**Job**: Every record should be written out exactly, please.

* Start Records shown *

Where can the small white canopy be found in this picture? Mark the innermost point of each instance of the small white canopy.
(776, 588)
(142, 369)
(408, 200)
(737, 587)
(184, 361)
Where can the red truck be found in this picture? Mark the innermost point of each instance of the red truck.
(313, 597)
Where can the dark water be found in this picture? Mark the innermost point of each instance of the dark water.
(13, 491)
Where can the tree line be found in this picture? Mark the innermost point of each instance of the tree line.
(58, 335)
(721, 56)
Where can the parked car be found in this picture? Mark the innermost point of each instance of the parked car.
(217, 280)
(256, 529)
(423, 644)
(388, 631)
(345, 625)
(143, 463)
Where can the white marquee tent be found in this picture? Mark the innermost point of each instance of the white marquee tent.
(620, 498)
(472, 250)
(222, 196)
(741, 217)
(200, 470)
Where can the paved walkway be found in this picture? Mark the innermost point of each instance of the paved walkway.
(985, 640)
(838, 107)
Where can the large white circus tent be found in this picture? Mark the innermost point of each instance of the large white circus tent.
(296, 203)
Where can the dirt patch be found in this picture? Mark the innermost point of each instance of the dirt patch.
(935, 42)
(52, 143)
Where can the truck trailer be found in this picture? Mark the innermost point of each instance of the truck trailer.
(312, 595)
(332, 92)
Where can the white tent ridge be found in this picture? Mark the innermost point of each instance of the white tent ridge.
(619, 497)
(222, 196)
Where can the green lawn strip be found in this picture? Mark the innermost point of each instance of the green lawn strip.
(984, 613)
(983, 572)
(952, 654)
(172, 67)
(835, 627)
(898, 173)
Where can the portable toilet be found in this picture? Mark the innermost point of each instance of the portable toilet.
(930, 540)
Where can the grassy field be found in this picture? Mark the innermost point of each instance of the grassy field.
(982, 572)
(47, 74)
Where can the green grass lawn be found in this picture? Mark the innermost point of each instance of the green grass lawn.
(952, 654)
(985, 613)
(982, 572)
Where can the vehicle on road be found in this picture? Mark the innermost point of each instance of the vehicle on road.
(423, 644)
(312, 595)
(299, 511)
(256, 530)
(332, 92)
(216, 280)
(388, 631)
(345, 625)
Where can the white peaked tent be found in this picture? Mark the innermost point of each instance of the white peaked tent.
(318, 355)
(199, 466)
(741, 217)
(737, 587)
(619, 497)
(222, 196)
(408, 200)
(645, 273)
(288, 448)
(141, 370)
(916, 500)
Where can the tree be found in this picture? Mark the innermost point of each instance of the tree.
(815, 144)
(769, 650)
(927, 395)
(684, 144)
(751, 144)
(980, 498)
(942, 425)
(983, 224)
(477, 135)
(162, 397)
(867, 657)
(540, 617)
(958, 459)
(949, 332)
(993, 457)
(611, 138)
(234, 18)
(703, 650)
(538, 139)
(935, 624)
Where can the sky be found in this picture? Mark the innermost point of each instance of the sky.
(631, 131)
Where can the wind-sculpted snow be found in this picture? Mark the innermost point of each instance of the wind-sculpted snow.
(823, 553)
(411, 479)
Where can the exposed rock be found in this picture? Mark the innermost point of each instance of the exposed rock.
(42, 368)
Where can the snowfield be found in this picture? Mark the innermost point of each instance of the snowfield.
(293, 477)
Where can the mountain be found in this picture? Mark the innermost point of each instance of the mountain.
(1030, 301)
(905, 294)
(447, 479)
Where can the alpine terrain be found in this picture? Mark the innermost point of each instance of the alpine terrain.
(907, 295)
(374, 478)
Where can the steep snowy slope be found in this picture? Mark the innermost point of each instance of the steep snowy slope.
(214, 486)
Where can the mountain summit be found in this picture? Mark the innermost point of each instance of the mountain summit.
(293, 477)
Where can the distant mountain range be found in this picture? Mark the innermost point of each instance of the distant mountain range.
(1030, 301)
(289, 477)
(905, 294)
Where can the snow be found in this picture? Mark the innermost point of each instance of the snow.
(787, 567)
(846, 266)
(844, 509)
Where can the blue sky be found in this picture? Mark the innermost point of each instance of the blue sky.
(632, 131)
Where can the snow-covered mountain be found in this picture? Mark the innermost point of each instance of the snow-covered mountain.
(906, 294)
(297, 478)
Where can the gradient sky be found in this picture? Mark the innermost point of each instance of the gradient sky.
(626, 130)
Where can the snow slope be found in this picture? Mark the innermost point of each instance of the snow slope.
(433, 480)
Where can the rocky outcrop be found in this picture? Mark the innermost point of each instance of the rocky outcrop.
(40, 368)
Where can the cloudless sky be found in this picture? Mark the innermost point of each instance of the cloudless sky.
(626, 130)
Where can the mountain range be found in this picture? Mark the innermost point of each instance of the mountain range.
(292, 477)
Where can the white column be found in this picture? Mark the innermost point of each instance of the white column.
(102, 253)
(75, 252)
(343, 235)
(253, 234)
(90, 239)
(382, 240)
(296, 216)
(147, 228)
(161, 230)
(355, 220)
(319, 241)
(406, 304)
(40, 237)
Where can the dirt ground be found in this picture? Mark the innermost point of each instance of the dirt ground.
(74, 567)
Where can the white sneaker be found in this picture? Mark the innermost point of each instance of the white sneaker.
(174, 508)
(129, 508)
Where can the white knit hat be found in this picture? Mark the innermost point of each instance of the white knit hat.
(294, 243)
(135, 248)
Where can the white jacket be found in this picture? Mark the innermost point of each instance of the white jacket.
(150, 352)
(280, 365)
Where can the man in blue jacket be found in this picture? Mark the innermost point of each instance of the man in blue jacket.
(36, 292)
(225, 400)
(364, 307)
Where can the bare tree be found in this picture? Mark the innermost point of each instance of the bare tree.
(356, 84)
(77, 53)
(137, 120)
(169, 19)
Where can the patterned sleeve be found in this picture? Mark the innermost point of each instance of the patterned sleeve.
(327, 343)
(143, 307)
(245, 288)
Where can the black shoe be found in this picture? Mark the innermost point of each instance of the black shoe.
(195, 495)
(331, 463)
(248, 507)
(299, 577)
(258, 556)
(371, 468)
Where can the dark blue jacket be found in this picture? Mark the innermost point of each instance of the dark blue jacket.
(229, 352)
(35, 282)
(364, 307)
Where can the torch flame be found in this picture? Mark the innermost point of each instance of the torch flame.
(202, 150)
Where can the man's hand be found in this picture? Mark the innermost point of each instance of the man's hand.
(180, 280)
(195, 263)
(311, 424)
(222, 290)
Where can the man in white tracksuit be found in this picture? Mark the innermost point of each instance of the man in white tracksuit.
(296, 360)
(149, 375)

* End Records shown *

**Task output**:
Where can the small white canopy be found in this picture? Mark the innermost point of each instance of the small white canopy.
(776, 588)
(142, 369)
(408, 200)
(737, 587)
(184, 361)
Where can the red truck be found in this picture? Mark the innermost point of each instance of the red truck.
(313, 597)
Where can the dark water be found in this picture? Mark the innermost point of each instance of the dark water.
(13, 491)
Where can the tree line be found in this picture? Mark the innermost point of each instance of the tree line.
(58, 335)
(721, 56)
Where can the parked car be found in this picture? Mark the innermost point of each instance of the parked car.
(217, 280)
(256, 529)
(423, 644)
(388, 631)
(345, 625)
(143, 463)
Where can the white marquee tent be found in this picture? Mark the innermost point of each instance of the white marquee tent.
(620, 498)
(472, 250)
(222, 196)
(741, 217)
(200, 470)
Where can the paved walkway be found in this picture? Mark the innermost point of each instance of the paved walkway.
(985, 640)
(838, 107)
Where can the large white circus tent be found in this picture? Mark the innermost point of each instance of the large white circus tent.
(296, 203)
Where can the dirt patch be found in this picture? Mark the innermost point of each instance of the dirt patch.
(935, 42)
(52, 143)
Where can the truck trailer be found in this picture? Mark the innermost point of each instance of the truck trailer.
(312, 595)
(332, 92)
Where can the white tent ridge be found in this picture? Mark the innermost point of each instance of the white tent ridge.
(619, 497)
(222, 196)
Where can the green lawn strip be found in this picture? Mark the innermost point of each instance of the green lawn strip.
(984, 613)
(983, 572)
(952, 654)
(172, 67)
(835, 627)
(898, 173)
Where can the portable toilet be found in this picture? Mark the innermost point of each instance of the portable toilet.
(930, 540)
Where can the grassy field be found in this picture? Mark the innermost point of each instance of the grassy field.
(982, 572)
(47, 74)
Where can the green grass lawn be found in this picture? Mark the innermost point of each instance of the green grass lawn.
(952, 654)
(985, 613)
(982, 572)
Where can the vehicle on road be found in this picture? Mark the innermost point of each instance of the vehicle on road.
(423, 644)
(312, 595)
(299, 511)
(256, 530)
(332, 92)
(216, 280)
(388, 631)
(345, 625)
Where can the white peaked tent be found in this picture? Mark the innermost point of each instance of the white peaked tent.
(318, 355)
(199, 466)
(741, 217)
(737, 587)
(619, 497)
(222, 196)
(408, 200)
(645, 273)
(288, 448)
(141, 370)
(916, 500)
Where can the tree be found in this picture? Mark the innermost point of each instance of the tree.
(815, 144)
(769, 650)
(927, 395)
(684, 144)
(751, 144)
(980, 498)
(942, 425)
(983, 224)
(477, 135)
(162, 397)
(867, 657)
(540, 617)
(958, 459)
(949, 332)
(993, 457)
(611, 138)
(234, 18)
(703, 650)
(538, 139)
(935, 624)
Where can the sky be found in this picture? Mark the innermost point of each instance of the sky.
(631, 131)
Where can the wind-sculpted snow be found in this picture? Mark the innermost point of each instance of the wind-sculpted snow.
(823, 553)
(411, 479)
Where can the exposed rock be found in this picture? Mark the innermost point of each instance of the exposed rock.
(42, 368)
Where can the snowfield be found in this picture? Mark the innermost point of each instance of the snowfield.
(293, 477)
Where can the mountain be found in this picture? Mark the innermost point of each instance of the mountain.
(1030, 301)
(905, 294)
(447, 479)
Where can the alpine terrain be found in this picture? Mark the innermost point of each instance of the alpine terrain.
(907, 295)
(374, 478)
Where can the steep snowy slope be found in this picture? Mark the innermost point of each instance of the steep snowy slope.
(214, 486)
Where can the mountain summit be found in this picture? Mark the innermost point of each instance of the mountain summit.
(293, 477)
Where can the distant mountain range be found in this picture? Mark the innermost point of each instance of the distant mountain range.
(1030, 301)
(289, 477)
(905, 294)
Where can the snow be found in this picture? Mark the innermost point of each instance of the snow.
(787, 567)
(846, 266)
(844, 509)
Where can the blue sky be found in this picture? Mark the innermost point of each instance of the blue sky.
(632, 131)
Where can the snow-covered mountain be found in this picture? Mark the innermost point of each instance of the snow-covered mountain.
(906, 294)
(297, 478)
Where can the gradient sky be found in this picture? Mark the innermost point of each instance of the gradient sky.
(626, 130)
Where can the snow slope be found in this picture? Mark the innermost point of each instance of the snow slope.
(433, 480)
Where can the rocky outcrop be found in this picture? Mark the innermost point of each instance of the rocky outcrop.
(40, 368)
Where can the cloudless sky be found in this picture? Mark the innermost point of each instance of the cloudless sky.
(626, 130)
Where can the mountain range be found in this picture? Mark the innermost point of each instance of the mountain range.
(292, 477)
Where can the white column be found in this picture? Mark the innermost point of each instance of the white column.
(102, 253)
(75, 252)
(343, 235)
(253, 234)
(90, 239)
(382, 240)
(296, 216)
(147, 228)
(161, 230)
(355, 220)
(319, 241)
(406, 304)
(40, 237)
Where can the dirt ground be found in this picture? Mark the innermost point of each instance of the dirt ground.
(74, 567)
Where can the white sneaker be found in this picture? Mark the innermost point of each instance of the white sneaker.
(174, 508)
(129, 508)
Where can the white knit hat be found in this picture? Mark the innermost point of each instance of the white knit hat.
(294, 243)
(135, 248)
Where can the white jacket be found in this picture? Mark the innermost point of each instance of the white jacket.
(150, 352)
(280, 365)
Where can the man in blue jacket be found in this picture? Mark the innermost point of each instance of the man in blue jacket.
(36, 292)
(225, 400)
(364, 307)
Where can the bare tree be found in this picture? Mark the innermost point of each instance of the bare tree.
(356, 84)
(77, 53)
(137, 120)
(169, 19)
Where can the patterned sleeve be found in this picture? Mark the innermost point of each instance of the patterned sleeve.
(327, 343)
(143, 307)
(245, 288)
Where can the black shoe be found in this picture? Mark the innermost point of each instance of the black shoe.
(195, 495)
(331, 463)
(248, 507)
(299, 577)
(258, 556)
(371, 468)
Where can the dark blue jacket be found in this picture? Mark the innermost point of each instance of the dark blue jacket.
(229, 352)
(35, 282)
(364, 307)
Where can the torch flame be found in this picture? Mark the innermost point of each instance of the torch flame.
(202, 150)
Where can the man's hand be found in this picture? Mark the innermost point of each instance of the man's hand.
(180, 280)
(195, 263)
(311, 424)
(222, 290)
Where can the man in white tracksuit be found in this picture? Mark the innermost point of each instance of the man in white tracksuit.
(296, 360)
(149, 375)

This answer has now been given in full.